=== Exercise goal ===
Set out as a numbered list the rows from the line containing "If you could point at the donkey belly" through the last row, both included, and omit any blank lines.

(Saved records)
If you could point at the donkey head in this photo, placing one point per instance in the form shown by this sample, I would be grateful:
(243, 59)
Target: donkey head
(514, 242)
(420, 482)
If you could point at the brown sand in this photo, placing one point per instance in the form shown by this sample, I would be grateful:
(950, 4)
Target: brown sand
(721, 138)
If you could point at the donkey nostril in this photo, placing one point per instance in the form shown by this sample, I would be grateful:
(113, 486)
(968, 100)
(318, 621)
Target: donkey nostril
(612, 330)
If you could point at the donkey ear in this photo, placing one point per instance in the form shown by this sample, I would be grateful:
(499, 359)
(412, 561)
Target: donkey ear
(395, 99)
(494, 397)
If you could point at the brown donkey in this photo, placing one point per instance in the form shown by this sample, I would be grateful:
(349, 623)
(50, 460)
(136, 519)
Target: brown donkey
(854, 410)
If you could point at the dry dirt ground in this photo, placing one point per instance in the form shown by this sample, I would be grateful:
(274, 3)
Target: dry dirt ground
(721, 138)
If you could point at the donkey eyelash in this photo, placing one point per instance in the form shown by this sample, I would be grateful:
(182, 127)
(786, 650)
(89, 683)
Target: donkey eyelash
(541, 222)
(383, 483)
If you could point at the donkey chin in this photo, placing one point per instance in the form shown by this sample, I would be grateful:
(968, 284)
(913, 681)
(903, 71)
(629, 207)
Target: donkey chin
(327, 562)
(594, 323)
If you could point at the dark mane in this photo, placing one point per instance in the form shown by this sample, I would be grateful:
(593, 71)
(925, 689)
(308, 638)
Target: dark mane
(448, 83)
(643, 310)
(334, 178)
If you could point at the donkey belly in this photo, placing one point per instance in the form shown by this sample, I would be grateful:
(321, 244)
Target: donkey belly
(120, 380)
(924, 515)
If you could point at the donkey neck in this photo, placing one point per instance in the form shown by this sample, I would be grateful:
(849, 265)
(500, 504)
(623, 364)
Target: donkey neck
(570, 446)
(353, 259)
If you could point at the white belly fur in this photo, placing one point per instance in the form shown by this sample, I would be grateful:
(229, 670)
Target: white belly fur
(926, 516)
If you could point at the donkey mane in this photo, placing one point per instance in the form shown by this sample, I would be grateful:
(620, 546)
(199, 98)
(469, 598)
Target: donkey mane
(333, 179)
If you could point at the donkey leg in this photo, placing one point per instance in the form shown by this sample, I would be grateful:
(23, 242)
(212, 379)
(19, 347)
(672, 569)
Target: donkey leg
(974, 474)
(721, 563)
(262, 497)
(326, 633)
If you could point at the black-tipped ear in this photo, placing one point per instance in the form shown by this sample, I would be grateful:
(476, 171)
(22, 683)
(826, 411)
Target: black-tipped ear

=== Exercise solution ===
1. If you could point at the donkey belly in this photo, placing one point per instance in the form shown by this sample, I would be grateful:
2. (321, 244)
3. Target: donkey belly
4. (120, 380)
5. (924, 515)
6. If you could point at the donkey neck in this photo, placing one point per instance in the form shown by this sample, I would be grateful:
7. (849, 265)
8. (500, 504)
9. (623, 364)
10. Target: donkey neck
11. (570, 446)
12. (353, 259)
13. If you could point at the white belly fur in this photo, placing one point per instance in the form shown by this sample, I would be grateful:
14. (229, 670)
15. Target: white belly fur
16. (926, 516)
17. If you could point at the donkey mane in this photo, placing one point per instance in the form shown by this sample, I would be grateful:
18. (620, 546)
19. (199, 98)
20. (469, 598)
21. Target: donkey mane
22. (333, 179)
23. If you could point at the donkey leg in this photo, placing one point per instance in the form shown by this sample, I would be grateful:
24. (23, 242)
25. (212, 379)
26. (19, 347)
27. (672, 569)
28. Target: donkey leg
29. (974, 474)
30. (721, 563)
31. (262, 497)
32. (326, 633)
33. If you could point at the black-tipped ear in this photo, placing one point per instance in the form shown by this sample, I would be grateful:
34. (476, 171)
35. (22, 683)
36. (826, 411)
37. Target: black-tipped ear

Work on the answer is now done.